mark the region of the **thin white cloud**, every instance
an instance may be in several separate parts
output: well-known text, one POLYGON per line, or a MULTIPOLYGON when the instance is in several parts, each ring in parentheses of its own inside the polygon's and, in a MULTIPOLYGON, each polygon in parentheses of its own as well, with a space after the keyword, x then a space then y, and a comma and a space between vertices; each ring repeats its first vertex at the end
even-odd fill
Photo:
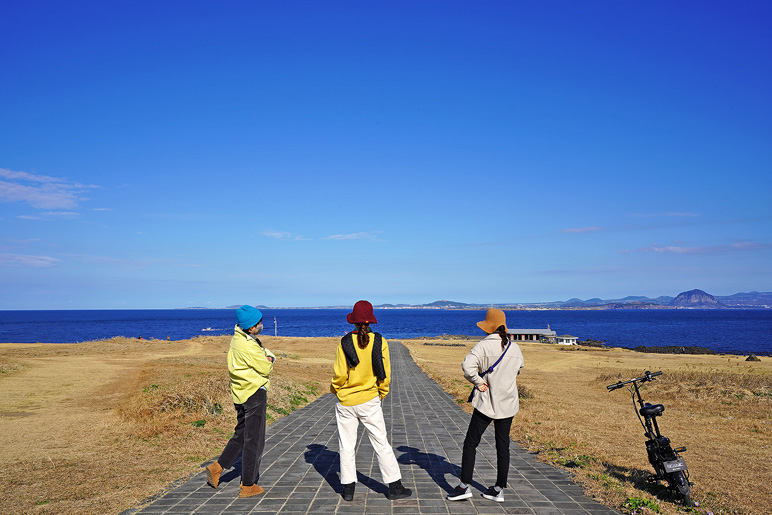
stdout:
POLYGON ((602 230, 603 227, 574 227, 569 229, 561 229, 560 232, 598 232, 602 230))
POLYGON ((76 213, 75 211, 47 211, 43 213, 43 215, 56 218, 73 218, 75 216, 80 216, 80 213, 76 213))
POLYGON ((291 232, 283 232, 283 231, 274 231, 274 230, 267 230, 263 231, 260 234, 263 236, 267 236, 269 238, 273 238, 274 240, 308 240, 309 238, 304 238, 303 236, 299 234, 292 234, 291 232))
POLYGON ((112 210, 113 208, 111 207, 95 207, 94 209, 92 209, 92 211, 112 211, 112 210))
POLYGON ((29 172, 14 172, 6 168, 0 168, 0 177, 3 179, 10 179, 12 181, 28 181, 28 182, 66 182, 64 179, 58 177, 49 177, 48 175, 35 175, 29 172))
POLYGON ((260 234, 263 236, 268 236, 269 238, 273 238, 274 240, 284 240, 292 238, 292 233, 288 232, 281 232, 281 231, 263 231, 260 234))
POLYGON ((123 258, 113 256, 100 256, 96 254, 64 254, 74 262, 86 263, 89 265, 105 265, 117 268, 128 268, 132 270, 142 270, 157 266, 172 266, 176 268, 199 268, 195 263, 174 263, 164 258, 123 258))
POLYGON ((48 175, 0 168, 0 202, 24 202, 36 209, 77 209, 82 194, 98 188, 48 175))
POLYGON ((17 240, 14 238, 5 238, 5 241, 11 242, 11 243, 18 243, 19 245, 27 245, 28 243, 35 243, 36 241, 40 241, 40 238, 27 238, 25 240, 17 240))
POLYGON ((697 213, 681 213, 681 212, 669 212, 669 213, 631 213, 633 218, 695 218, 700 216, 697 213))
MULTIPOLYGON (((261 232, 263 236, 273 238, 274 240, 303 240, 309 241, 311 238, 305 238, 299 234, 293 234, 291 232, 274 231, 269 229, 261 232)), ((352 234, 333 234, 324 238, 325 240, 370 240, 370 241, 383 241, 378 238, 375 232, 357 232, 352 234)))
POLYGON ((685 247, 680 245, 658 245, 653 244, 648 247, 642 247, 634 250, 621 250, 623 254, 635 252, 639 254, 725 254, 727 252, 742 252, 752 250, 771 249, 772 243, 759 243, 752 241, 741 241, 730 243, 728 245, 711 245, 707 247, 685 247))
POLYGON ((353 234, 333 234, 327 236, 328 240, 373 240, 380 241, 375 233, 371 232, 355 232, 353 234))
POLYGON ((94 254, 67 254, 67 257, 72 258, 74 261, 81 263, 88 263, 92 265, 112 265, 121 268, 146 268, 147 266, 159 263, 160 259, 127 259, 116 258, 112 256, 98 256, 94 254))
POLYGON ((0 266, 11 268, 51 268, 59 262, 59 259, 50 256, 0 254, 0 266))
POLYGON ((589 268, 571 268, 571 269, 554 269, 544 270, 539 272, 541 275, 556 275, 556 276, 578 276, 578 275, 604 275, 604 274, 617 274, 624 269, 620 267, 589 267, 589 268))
++++
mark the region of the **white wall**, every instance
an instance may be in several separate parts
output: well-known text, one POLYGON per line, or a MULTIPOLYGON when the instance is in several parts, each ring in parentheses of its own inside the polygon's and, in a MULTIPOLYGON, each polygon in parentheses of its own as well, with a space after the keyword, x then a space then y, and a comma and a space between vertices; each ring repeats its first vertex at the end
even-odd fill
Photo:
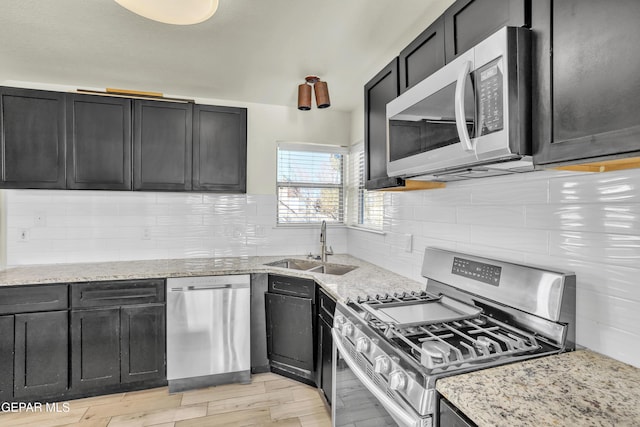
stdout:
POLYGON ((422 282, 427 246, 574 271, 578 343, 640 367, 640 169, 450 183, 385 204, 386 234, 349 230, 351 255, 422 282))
++++
From the entries, report each line that includes the word "white".

mark the region of the **thin white cloud**, every instance
mark the region of the **white wall**, every instance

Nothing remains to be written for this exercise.